# [GOAL]
In the source text below about a water drop's journey, what river does the drop merge into at the bottom of the valley?

# [SOURCE TEXT]
Our water drop finally, by some small miracle, makes it through or around these distractions and merges into the San Joaquin River at the bottom of the valley. It will now flow within this once-powerful river that has been reduced to one of most intensely engineered and human-modified major water courses in the world. Flowing northwest, past San Joaquin Valley farmland, it enters the Sacramento-San Joaquin Delta. You can read volumes about how this once rich delta, with surely endless miles of productive wetlands that nurtured seemingly countless varieties of species, was converted to farmland more than a century ago. Epic stories of delta floods and “reclamation” and more recent flood hazards can be found on our web page and in our publication. But our water drop is now meandering through the Delta’s maze of tranquil, sinuous channels only to pass by what is left of its fertile wetlands and today’s adjacent productive farmlands, toward San Francisco Bay.

Saved entries:
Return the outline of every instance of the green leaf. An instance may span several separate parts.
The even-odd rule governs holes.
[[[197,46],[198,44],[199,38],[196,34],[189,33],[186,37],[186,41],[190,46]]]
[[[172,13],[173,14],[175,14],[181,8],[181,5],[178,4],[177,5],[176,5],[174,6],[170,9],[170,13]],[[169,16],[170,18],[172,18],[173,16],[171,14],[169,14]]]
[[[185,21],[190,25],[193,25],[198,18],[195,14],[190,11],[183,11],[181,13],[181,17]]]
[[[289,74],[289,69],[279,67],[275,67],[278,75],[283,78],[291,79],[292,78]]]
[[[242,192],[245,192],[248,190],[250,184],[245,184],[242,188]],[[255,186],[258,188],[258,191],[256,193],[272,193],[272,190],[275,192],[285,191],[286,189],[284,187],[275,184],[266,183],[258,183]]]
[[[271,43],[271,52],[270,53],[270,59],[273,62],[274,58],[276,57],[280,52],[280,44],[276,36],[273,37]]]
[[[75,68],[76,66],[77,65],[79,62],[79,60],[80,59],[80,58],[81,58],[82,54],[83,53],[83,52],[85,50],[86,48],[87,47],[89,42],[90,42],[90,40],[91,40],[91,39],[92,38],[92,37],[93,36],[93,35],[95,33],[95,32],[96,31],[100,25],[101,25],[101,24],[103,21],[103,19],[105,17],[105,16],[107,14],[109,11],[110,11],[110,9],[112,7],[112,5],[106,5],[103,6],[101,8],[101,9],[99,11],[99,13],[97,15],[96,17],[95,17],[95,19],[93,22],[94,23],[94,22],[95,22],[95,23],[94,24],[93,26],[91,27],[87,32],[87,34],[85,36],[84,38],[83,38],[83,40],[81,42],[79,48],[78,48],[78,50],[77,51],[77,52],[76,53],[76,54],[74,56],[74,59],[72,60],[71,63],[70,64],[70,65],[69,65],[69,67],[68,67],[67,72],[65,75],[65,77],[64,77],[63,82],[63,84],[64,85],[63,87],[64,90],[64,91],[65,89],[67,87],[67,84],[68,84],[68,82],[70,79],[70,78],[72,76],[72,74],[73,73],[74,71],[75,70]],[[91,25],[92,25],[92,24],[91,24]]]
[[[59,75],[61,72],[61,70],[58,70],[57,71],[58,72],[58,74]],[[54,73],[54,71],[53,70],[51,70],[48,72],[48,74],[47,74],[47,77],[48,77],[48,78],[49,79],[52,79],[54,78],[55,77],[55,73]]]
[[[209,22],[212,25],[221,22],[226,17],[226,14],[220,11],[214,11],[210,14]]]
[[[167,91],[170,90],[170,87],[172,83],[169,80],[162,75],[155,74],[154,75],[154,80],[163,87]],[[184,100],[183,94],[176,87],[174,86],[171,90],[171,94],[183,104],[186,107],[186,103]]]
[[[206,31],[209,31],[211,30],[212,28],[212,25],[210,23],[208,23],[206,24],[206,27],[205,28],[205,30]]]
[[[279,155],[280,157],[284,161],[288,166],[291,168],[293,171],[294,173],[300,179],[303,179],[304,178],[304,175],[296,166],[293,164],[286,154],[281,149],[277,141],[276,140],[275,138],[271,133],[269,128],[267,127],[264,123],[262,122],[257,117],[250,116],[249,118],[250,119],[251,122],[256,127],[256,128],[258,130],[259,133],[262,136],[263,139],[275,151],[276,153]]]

# [SOLVED PROBLEM]
The San Joaquin River.